++++ Working data
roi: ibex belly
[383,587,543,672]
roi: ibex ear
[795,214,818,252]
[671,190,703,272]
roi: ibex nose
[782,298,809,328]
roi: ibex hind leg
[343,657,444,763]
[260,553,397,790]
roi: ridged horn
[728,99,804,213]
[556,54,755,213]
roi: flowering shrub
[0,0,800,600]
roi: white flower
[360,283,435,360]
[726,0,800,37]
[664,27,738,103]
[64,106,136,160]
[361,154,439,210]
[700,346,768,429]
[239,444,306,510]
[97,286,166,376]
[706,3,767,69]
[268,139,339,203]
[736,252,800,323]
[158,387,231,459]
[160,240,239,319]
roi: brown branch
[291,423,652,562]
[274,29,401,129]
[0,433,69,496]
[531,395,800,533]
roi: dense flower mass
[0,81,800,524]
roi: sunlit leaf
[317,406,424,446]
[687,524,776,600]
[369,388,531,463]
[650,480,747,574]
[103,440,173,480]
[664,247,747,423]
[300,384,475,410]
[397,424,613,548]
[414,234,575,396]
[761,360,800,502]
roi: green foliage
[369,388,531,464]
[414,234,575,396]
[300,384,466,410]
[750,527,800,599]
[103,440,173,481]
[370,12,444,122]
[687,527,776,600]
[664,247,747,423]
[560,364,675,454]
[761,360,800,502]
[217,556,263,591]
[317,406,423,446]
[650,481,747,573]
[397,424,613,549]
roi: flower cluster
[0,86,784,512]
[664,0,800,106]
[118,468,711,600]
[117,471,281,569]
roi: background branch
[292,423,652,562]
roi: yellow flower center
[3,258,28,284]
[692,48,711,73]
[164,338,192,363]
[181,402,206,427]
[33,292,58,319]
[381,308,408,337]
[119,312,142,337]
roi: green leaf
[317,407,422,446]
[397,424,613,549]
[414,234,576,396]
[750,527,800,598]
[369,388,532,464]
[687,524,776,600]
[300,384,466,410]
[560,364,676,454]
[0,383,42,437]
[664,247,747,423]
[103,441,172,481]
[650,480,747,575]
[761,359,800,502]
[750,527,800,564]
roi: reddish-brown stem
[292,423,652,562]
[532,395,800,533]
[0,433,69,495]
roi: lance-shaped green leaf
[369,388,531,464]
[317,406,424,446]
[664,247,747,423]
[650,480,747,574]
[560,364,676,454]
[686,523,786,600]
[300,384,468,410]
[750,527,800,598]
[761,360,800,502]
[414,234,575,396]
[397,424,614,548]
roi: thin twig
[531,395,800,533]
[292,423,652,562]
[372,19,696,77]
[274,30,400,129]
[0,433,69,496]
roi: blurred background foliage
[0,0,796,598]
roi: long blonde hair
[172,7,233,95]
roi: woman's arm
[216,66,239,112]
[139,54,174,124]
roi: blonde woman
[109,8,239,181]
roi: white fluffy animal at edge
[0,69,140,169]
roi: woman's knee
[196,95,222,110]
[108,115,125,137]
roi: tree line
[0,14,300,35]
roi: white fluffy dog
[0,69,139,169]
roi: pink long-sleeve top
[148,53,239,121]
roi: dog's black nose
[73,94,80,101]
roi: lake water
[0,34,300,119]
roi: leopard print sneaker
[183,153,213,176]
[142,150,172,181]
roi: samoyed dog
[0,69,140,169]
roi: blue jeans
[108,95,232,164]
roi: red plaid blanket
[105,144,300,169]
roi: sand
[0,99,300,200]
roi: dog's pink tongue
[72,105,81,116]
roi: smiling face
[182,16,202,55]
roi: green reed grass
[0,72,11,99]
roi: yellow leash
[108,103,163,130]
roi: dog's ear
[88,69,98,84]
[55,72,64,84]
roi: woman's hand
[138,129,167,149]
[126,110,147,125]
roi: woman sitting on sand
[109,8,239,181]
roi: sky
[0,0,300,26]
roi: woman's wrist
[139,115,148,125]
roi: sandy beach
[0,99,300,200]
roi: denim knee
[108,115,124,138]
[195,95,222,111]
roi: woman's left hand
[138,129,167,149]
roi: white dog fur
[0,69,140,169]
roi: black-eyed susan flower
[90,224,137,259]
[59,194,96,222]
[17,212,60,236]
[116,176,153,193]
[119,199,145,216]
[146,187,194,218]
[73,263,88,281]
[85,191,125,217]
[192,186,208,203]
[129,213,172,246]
++++++++
*Your objective:*
Convert every line of the records above into a JSON list of strings, one string per line, and leave out any blank lines.

*Written response:*
[
  "roi: ibex belly",
  "[383,587,543,672]",
  "roi: ibex ear",
  "[795,214,818,252]",
  "[671,190,703,272]",
  "roi: ibex nose",
  "[782,298,809,328]",
  "roi: ibex hind leg",
  "[343,657,444,763]",
  "[260,553,397,790]",
  "roi: ridged horn",
  "[728,99,804,213]",
  "[556,54,755,213]",
  "roi: flowering shrub",
  "[0,0,800,600]",
  "roi: white flower",
  "[360,283,435,360]",
  "[726,0,800,37]",
  "[664,27,738,103]",
  "[64,106,136,160]",
  "[361,154,439,210]",
  "[700,346,768,429]",
  "[239,444,306,510]",
  "[97,286,166,376]",
  "[706,3,767,69]",
  "[268,139,339,203]",
  "[736,252,800,323]",
  "[158,387,231,459]",
  "[160,240,239,319]",
  "roi: brown branch",
  "[291,423,652,562]",
  "[274,29,401,129]",
  "[0,433,69,496]",
  "[531,395,800,533]",
  "roi: dense flower mass",
  "[0,81,800,524]",
  "roi: sunlit leaf",
  "[317,406,424,446]",
  "[687,524,776,600]",
  "[369,388,531,463]",
  "[650,480,747,574]",
  "[103,440,173,480]",
  "[664,247,747,423]",
  "[300,384,475,410]",
  "[397,424,613,548]",
  "[414,234,575,396]",
  "[761,360,800,502]",
  "roi: green foliage",
  "[369,388,531,464]",
  "[414,234,575,396]",
  "[300,384,466,410]",
  "[750,527,800,599]",
  "[103,440,173,481]",
  "[370,12,444,122]",
  "[687,527,776,600]",
  "[664,247,747,423]",
  "[560,364,675,454]",
  "[761,360,800,502]",
  "[217,556,263,591]",
  "[317,406,423,446]",
  "[650,481,747,573]",
  "[397,424,613,549]",
  "roi: flower cluster",
  "[0,86,784,512]",
  "[664,0,800,106]",
  "[118,468,711,600]",
  "[117,471,281,569]",
  "roi: background branch",
  "[292,423,652,562]",
  "roi: yellow flower center",
  "[3,258,28,284]",
  "[692,48,711,73]",
  "[164,338,192,363]",
  "[181,402,206,427]",
  "[33,292,58,319]",
  "[381,308,408,337]",
  "[119,312,142,337]",
  "roi: green leaf",
  "[317,407,422,446]",
  "[397,424,613,549]",
  "[414,234,576,396]",
  "[750,527,800,598]",
  "[369,388,532,464]",
  "[687,524,776,600]",
  "[300,384,466,410]",
  "[560,364,676,454]",
  "[0,383,42,437]",
  "[664,247,747,423]",
  "[103,441,172,481]",
  "[650,480,747,575]",
  "[761,359,800,502]",
  "[750,527,800,564]",
  "roi: reddish-brown stem",
  "[292,423,652,562]",
  "[532,395,800,533]",
  "[0,433,69,495]",
  "roi: lance-shaped green leaf",
  "[369,388,531,464]",
  "[317,406,424,446]",
  "[664,247,747,423]",
  "[650,480,747,574]",
  "[560,364,676,454]",
  "[686,523,786,600]",
  "[300,384,468,410]",
  "[750,527,800,598]",
  "[761,360,800,502]",
  "[414,234,575,396]",
  "[397,424,614,548]",
  "roi: thin twig",
  "[531,395,800,533]",
  "[292,423,652,562]",
  "[372,19,696,77]",
  "[274,30,400,129]",
  "[0,433,69,496]",
  "roi: blurred background foliage",
  "[0,0,796,598]",
  "roi: long blonde hair",
  "[172,7,233,95]",
  "roi: woman's arm",
  "[216,66,239,112]",
  "[139,54,174,124]",
  "roi: blonde woman",
  "[109,8,239,181]",
  "roi: white fluffy animal at edge",
  "[0,69,140,169]",
  "roi: woman's knee",
  "[196,95,222,110]",
  "[108,115,125,137]",
  "roi: tree line",
  "[0,14,300,35]",
  "roi: white fluffy dog",
  "[0,69,139,169]",
  "roi: pink long-sleeve top",
  "[148,53,239,121]",
  "roi: dog's black nose",
  "[73,94,80,101]",
  "roi: lake water",
  "[0,34,300,119]",
  "roi: leopard print sneaker",
  "[183,153,213,176]",
  "[142,150,172,181]",
  "roi: samoyed dog",
  "[0,69,140,169]",
  "roi: blue jeans",
  "[108,95,232,164]",
  "roi: red plaid blanket",
  "[105,144,300,169]",
  "roi: sand",
  "[0,99,300,200]",
  "roi: dog's pink tongue",
  "[72,105,81,116]",
  "roi: smiling face",
  "[182,16,202,55]",
  "roi: green reed grass",
  "[0,72,11,99]",
  "roi: yellow leash",
  "[108,103,163,130]",
  "roi: dog's ear",
  "[88,69,98,84]",
  "[55,72,64,84]",
  "roi: woman's hand",
  "[138,129,167,149]",
  "[126,110,147,125]",
  "roi: woman sitting on sand",
  "[109,8,239,181]",
  "roi: sky",
  "[0,0,300,26]",
  "roi: woman's wrist",
  "[139,115,148,125]",
  "roi: sandy beach",
  "[0,99,300,200]",
  "roi: denim knee",
  "[108,115,124,138]",
  "[195,95,222,111]",
  "roi: woman's left hand",
  "[138,129,167,149]",
  "roi: white dog fur",
  "[0,69,140,169]",
  "roi: black-eyed susan flower",
  "[90,224,137,259]",
  "[59,194,96,222]",
  "[17,212,60,236]",
  "[116,176,153,193]",
  "[119,199,145,216]",
  "[146,187,194,218]",
  "[73,263,88,281]",
  "[85,191,125,217]",
  "[192,186,208,203]",
  "[129,213,172,246]"
]